What is needed:
Can you quote exactly the stretch of lines from the one with "Target: white wall" through the final line of the material, both ends included?

########################################

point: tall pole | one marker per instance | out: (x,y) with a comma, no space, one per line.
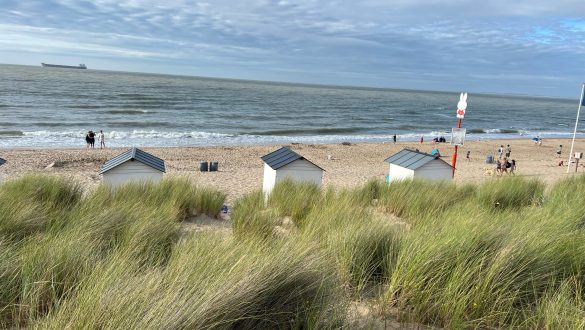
(461,106)
(575,130)
(454,161)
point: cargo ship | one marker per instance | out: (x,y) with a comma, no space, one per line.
(80,66)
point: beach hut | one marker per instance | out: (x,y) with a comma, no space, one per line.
(285,163)
(411,164)
(132,165)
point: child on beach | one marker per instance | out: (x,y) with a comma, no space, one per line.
(91,136)
(101,139)
(87,140)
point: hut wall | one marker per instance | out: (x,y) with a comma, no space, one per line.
(131,171)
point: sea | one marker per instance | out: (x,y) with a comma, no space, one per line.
(55,108)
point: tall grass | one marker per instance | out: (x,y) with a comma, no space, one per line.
(504,254)
(212,283)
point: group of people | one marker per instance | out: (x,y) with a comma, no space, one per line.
(90,139)
(504,163)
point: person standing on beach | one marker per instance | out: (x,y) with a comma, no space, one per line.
(91,135)
(101,139)
(87,139)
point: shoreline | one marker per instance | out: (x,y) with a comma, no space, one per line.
(427,140)
(241,169)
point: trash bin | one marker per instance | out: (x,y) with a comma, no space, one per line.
(203,167)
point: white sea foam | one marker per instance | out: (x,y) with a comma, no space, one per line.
(153,138)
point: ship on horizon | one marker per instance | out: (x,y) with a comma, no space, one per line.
(80,66)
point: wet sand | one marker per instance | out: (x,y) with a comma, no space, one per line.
(241,169)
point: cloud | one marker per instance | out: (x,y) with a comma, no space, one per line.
(370,42)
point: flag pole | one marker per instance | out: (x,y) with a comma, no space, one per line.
(575,130)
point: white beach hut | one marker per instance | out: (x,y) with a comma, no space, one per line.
(132,165)
(285,163)
(410,164)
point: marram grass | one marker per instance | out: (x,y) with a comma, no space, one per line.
(504,254)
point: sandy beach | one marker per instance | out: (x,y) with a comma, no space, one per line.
(241,169)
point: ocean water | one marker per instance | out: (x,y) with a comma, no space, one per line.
(54,108)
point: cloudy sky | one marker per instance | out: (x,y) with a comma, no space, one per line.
(532,47)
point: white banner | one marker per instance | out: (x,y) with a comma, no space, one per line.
(458,136)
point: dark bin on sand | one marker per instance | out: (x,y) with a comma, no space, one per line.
(213,166)
(202,166)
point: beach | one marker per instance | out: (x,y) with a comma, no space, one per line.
(241,169)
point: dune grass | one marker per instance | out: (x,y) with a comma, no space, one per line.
(504,254)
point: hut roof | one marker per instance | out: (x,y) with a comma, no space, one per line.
(134,154)
(411,159)
(283,157)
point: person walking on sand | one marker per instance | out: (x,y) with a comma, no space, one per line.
(87,140)
(91,135)
(101,139)
(513,167)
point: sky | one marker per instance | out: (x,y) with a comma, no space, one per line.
(525,47)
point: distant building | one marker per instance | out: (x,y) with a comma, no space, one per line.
(132,165)
(285,163)
(410,164)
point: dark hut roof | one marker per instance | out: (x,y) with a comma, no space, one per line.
(411,159)
(134,154)
(283,157)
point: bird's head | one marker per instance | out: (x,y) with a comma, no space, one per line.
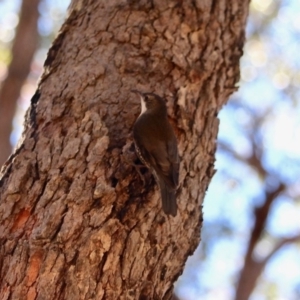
(151,102)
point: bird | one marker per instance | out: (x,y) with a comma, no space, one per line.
(156,146)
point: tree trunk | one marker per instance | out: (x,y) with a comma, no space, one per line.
(76,220)
(24,46)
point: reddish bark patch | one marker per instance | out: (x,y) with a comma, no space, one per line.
(21,219)
(33,268)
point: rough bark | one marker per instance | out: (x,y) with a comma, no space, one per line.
(24,46)
(76,220)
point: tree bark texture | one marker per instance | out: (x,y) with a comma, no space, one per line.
(24,46)
(76,220)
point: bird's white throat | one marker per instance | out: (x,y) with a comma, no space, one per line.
(143,106)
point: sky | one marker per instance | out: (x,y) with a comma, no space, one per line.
(268,98)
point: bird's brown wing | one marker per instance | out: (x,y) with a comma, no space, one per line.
(164,160)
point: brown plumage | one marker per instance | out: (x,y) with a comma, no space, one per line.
(156,146)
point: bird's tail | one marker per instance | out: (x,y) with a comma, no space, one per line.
(168,198)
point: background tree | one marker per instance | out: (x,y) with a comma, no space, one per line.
(76,221)
(23,49)
(250,241)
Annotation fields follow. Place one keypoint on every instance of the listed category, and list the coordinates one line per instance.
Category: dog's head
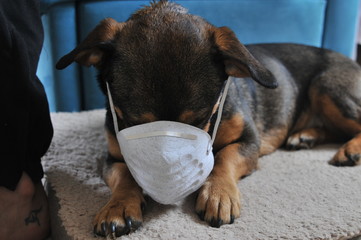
(165, 64)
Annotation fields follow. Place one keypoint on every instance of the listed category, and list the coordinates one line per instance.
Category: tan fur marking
(230, 162)
(113, 146)
(229, 131)
(272, 140)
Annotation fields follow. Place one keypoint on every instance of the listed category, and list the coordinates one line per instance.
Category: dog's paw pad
(116, 219)
(300, 141)
(218, 202)
(346, 157)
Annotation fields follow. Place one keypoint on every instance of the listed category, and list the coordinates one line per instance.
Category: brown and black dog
(165, 64)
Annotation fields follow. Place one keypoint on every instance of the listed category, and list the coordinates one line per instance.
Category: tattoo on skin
(33, 216)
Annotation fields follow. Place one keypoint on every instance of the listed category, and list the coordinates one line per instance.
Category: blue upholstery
(323, 23)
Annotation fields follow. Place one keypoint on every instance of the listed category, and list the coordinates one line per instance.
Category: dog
(166, 64)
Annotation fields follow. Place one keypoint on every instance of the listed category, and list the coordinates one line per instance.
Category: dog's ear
(91, 50)
(238, 61)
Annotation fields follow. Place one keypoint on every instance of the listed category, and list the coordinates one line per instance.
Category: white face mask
(169, 160)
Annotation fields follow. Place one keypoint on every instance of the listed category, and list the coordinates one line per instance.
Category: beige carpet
(294, 195)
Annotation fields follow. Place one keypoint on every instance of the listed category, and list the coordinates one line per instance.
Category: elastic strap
(220, 108)
(112, 109)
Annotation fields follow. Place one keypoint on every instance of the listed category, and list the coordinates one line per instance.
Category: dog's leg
(350, 153)
(342, 122)
(218, 200)
(123, 212)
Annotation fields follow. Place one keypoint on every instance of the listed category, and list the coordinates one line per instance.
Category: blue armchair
(330, 24)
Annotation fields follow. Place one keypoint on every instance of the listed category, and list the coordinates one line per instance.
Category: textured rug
(293, 195)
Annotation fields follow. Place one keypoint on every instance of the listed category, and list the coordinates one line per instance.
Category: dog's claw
(217, 223)
(232, 219)
(201, 215)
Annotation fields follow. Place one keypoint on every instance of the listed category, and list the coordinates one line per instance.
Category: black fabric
(25, 127)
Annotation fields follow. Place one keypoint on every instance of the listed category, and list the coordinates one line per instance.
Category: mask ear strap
(220, 108)
(112, 109)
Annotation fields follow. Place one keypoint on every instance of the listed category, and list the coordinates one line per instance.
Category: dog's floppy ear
(238, 61)
(91, 50)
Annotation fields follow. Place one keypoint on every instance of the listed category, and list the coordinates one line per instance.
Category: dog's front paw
(120, 216)
(304, 139)
(218, 201)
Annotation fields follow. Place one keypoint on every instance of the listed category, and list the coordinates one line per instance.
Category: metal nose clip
(209, 147)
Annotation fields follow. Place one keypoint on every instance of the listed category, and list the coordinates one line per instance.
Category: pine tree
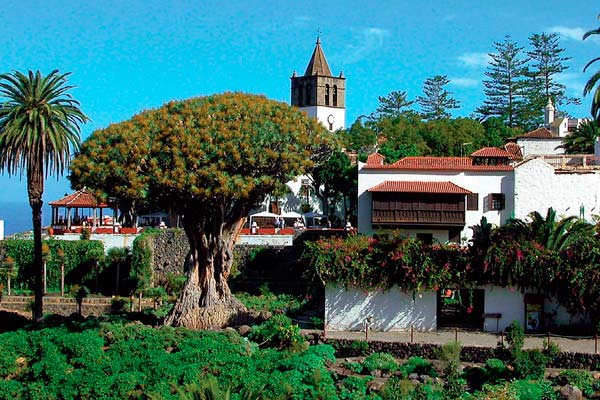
(436, 100)
(505, 87)
(393, 105)
(547, 61)
(592, 85)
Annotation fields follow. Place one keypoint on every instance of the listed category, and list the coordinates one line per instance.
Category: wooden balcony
(418, 217)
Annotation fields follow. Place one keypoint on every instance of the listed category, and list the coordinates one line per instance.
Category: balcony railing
(418, 217)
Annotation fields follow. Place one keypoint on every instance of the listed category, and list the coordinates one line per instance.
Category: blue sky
(127, 56)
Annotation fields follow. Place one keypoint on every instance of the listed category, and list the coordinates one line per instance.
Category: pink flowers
(519, 255)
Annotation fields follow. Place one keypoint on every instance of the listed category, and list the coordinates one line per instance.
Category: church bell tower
(320, 94)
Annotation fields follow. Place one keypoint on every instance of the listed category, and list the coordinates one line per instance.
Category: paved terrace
(585, 344)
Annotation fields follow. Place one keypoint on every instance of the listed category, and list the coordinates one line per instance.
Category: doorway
(460, 308)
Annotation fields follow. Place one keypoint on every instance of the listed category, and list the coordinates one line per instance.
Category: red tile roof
(439, 164)
(514, 149)
(419, 187)
(491, 152)
(79, 199)
(539, 133)
(375, 159)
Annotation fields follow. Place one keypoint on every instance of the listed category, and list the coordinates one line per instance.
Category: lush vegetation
(78, 258)
(559, 258)
(101, 358)
(39, 128)
(211, 160)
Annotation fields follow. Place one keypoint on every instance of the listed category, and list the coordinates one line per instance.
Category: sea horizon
(17, 216)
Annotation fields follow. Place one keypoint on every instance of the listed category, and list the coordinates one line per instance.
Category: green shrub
(582, 379)
(418, 365)
(530, 364)
(496, 371)
(280, 333)
(402, 389)
(383, 362)
(449, 354)
(354, 387)
(397, 389)
(355, 367)
(515, 337)
(173, 283)
(360, 347)
(497, 392)
(533, 390)
(476, 377)
(267, 301)
(551, 349)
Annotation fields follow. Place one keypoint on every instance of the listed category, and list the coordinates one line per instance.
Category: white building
(320, 95)
(435, 198)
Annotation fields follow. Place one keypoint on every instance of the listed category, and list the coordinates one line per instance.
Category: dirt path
(468, 338)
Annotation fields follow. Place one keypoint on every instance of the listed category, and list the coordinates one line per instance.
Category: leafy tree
(496, 132)
(593, 81)
(436, 100)
(360, 137)
(394, 104)
(583, 139)
(452, 137)
(400, 137)
(548, 61)
(333, 181)
(39, 127)
(212, 159)
(548, 231)
(8, 271)
(504, 90)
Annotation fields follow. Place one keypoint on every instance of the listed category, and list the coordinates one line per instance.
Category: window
(334, 95)
(496, 201)
(300, 96)
(425, 238)
(473, 202)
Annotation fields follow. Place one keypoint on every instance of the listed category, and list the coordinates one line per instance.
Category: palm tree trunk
(62, 280)
(35, 188)
(45, 278)
(36, 210)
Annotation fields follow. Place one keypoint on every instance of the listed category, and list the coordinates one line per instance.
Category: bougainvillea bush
(569, 273)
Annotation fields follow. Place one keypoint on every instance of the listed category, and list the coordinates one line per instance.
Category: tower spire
(318, 63)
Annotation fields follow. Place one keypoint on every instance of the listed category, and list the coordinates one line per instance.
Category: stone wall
(403, 350)
(169, 250)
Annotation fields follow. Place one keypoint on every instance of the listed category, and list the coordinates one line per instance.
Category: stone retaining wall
(344, 348)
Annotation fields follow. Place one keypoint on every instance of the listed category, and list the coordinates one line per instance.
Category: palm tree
(39, 127)
(589, 86)
(551, 233)
(583, 139)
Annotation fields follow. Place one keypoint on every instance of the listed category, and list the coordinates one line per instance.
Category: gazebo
(79, 209)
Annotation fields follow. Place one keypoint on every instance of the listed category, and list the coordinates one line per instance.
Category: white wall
(560, 315)
(321, 113)
(506, 301)
(537, 146)
(392, 310)
(108, 240)
(265, 240)
(484, 183)
(538, 187)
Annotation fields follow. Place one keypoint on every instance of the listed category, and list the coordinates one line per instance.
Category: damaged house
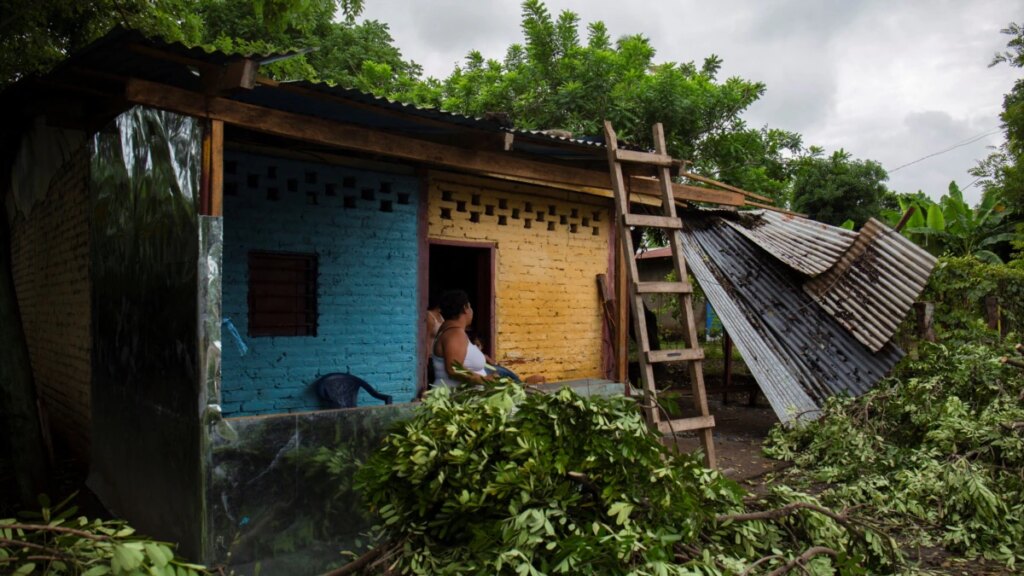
(194, 245)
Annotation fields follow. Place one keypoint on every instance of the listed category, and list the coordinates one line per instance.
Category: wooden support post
(926, 326)
(623, 334)
(992, 312)
(727, 368)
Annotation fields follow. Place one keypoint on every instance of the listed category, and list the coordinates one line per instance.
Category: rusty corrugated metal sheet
(803, 244)
(872, 286)
(798, 353)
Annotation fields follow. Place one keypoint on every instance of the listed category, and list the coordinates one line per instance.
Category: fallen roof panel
(872, 286)
(798, 353)
(803, 244)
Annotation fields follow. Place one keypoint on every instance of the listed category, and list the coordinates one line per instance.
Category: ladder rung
(688, 355)
(643, 158)
(686, 424)
(664, 288)
(652, 221)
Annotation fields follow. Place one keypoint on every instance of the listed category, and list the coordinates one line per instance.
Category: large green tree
(557, 80)
(837, 188)
(338, 50)
(1003, 171)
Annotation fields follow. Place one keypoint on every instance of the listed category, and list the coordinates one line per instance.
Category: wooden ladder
(693, 354)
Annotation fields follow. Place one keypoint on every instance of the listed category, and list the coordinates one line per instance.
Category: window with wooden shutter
(282, 294)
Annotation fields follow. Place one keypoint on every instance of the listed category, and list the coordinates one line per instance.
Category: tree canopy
(837, 188)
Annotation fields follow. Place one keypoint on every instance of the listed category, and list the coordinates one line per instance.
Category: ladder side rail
(639, 321)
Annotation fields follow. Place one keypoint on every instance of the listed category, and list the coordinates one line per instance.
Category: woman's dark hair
(453, 302)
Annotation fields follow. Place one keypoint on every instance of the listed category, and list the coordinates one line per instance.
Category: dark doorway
(471, 268)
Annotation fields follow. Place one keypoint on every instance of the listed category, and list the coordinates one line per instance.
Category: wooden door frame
(491, 300)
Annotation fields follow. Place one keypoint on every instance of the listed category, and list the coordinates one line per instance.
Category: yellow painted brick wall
(50, 258)
(550, 247)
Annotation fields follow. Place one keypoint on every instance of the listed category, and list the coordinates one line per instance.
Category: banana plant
(952, 227)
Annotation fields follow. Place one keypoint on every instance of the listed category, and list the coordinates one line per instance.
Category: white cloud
(887, 81)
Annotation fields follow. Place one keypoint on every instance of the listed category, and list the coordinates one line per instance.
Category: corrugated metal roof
(803, 244)
(797, 352)
(127, 53)
(872, 286)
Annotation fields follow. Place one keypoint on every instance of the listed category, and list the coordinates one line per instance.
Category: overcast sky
(892, 81)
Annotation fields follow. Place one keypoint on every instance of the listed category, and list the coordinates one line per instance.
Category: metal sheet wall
(143, 259)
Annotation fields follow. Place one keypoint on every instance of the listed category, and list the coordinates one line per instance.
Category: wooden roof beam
(347, 136)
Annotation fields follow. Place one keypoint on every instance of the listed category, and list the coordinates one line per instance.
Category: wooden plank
(665, 288)
(643, 158)
(683, 355)
(697, 194)
(643, 186)
(353, 137)
(652, 221)
(775, 209)
(686, 424)
(216, 168)
(723, 186)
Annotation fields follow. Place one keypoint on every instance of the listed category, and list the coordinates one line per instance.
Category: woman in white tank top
(452, 344)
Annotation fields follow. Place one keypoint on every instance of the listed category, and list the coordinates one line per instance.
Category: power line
(954, 147)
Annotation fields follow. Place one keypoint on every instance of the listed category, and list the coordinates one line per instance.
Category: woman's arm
(456, 343)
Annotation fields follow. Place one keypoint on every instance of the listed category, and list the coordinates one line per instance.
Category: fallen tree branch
(1012, 361)
(359, 563)
(783, 511)
(60, 529)
(750, 569)
(13, 544)
(800, 561)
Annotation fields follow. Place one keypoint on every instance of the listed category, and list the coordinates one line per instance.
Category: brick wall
(550, 247)
(50, 258)
(363, 225)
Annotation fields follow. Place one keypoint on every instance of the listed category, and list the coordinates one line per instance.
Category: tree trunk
(17, 391)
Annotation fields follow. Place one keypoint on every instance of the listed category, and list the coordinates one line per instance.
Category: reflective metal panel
(143, 259)
(272, 505)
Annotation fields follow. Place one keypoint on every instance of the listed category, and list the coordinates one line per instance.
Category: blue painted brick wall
(367, 288)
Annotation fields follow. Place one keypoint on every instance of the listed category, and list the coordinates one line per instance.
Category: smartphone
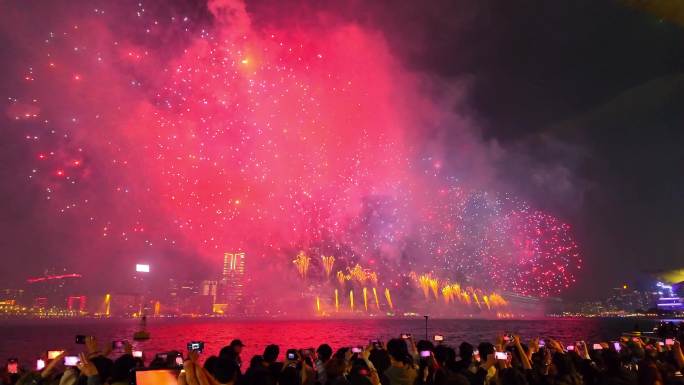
(12, 366)
(70, 360)
(196, 346)
(156, 377)
(52, 354)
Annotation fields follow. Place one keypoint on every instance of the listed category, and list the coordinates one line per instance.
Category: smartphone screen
(70, 360)
(156, 377)
(12, 366)
(52, 354)
(197, 346)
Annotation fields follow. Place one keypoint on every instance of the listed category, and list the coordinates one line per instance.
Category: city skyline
(454, 153)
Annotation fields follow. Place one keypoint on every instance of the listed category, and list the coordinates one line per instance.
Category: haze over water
(28, 340)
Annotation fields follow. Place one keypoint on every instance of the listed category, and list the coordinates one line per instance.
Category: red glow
(51, 277)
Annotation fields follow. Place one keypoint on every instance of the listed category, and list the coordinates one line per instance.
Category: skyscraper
(233, 281)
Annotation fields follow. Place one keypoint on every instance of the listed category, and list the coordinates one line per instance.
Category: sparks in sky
(266, 140)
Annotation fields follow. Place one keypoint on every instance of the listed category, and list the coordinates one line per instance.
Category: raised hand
(51, 365)
(92, 347)
(128, 348)
(87, 368)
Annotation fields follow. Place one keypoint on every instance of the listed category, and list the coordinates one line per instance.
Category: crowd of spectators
(506, 360)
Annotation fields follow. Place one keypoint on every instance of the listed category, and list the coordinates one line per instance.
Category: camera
(196, 346)
(12, 366)
(52, 354)
(70, 360)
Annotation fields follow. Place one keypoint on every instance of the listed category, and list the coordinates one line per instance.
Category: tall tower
(233, 281)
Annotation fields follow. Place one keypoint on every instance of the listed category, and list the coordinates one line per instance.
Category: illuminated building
(210, 288)
(15, 295)
(76, 303)
(55, 290)
(233, 282)
(669, 300)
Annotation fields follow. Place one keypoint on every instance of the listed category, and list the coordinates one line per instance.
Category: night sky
(575, 107)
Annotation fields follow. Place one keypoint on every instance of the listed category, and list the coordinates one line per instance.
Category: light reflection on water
(28, 339)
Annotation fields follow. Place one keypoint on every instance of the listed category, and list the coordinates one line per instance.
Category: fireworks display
(271, 141)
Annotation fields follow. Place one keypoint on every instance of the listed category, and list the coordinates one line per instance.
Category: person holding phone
(402, 371)
(323, 356)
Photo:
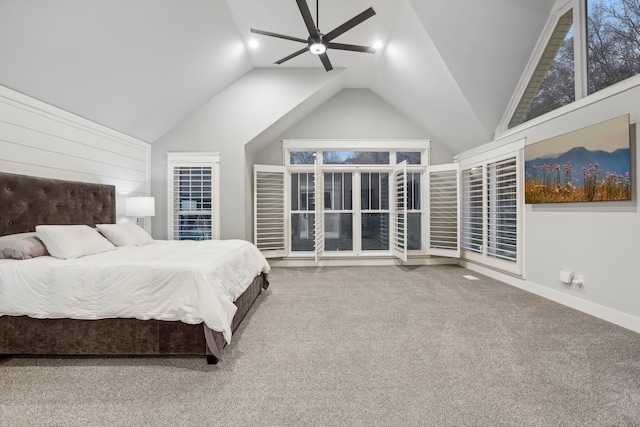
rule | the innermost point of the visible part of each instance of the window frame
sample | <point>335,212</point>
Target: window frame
<point>582,97</point>
<point>194,159</point>
<point>393,146</point>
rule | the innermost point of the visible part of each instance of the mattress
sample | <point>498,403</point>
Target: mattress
<point>189,281</point>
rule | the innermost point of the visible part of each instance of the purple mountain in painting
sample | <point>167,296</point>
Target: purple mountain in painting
<point>618,162</point>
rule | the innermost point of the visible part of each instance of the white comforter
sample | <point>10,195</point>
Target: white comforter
<point>189,281</point>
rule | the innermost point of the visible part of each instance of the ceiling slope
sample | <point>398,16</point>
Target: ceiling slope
<point>415,80</point>
<point>486,46</point>
<point>135,66</point>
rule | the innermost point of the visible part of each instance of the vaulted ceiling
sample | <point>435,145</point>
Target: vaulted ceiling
<point>142,66</point>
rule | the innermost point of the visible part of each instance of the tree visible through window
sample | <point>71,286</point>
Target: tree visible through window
<point>613,41</point>
<point>552,84</point>
<point>613,55</point>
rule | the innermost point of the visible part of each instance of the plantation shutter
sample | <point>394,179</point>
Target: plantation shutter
<point>399,211</point>
<point>502,236</point>
<point>193,196</point>
<point>444,203</point>
<point>319,213</point>
<point>473,210</point>
<point>269,210</point>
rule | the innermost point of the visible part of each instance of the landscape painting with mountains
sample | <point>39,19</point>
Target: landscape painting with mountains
<point>589,164</point>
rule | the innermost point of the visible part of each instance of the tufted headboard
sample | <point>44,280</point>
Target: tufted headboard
<point>27,201</point>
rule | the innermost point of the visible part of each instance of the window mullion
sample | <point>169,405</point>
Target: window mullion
<point>580,48</point>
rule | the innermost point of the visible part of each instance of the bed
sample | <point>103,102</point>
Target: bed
<point>183,323</point>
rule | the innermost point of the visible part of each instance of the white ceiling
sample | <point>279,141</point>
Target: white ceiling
<point>142,66</point>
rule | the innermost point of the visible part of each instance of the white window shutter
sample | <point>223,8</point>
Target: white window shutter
<point>444,210</point>
<point>319,213</point>
<point>399,211</point>
<point>502,202</point>
<point>473,209</point>
<point>269,210</point>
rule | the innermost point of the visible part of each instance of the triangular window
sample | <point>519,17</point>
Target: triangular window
<point>552,84</point>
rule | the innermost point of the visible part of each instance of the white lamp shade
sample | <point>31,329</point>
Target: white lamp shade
<point>140,206</point>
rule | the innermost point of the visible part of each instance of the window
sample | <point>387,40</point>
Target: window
<point>553,82</point>
<point>567,71</point>
<point>491,206</point>
<point>193,191</point>
<point>356,198</point>
<point>613,42</point>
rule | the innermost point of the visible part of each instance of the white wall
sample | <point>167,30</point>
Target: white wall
<point>243,112</point>
<point>598,239</point>
<point>41,140</point>
<point>353,114</point>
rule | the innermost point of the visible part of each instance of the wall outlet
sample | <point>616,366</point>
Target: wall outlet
<point>579,280</point>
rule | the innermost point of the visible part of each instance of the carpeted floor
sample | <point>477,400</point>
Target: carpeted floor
<point>359,346</point>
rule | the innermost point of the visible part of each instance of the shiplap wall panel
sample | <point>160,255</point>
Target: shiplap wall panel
<point>41,140</point>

########################################

Answer for the task:
Target: white wall
<point>243,112</point>
<point>598,239</point>
<point>41,140</point>
<point>353,114</point>
rule | the innermost point of the visible part of each instance of the wall outlet
sample | <point>616,366</point>
Target: wall outlet
<point>579,280</point>
rule | the innermost point of the visible part of each instance of the carpeted floor
sample | <point>477,400</point>
Target: carpeted floor
<point>359,346</point>
rule | the innermost point of the visible part of each instance of the shiplap wall panel
sample | <point>160,255</point>
Target: shiplap wall panel
<point>41,140</point>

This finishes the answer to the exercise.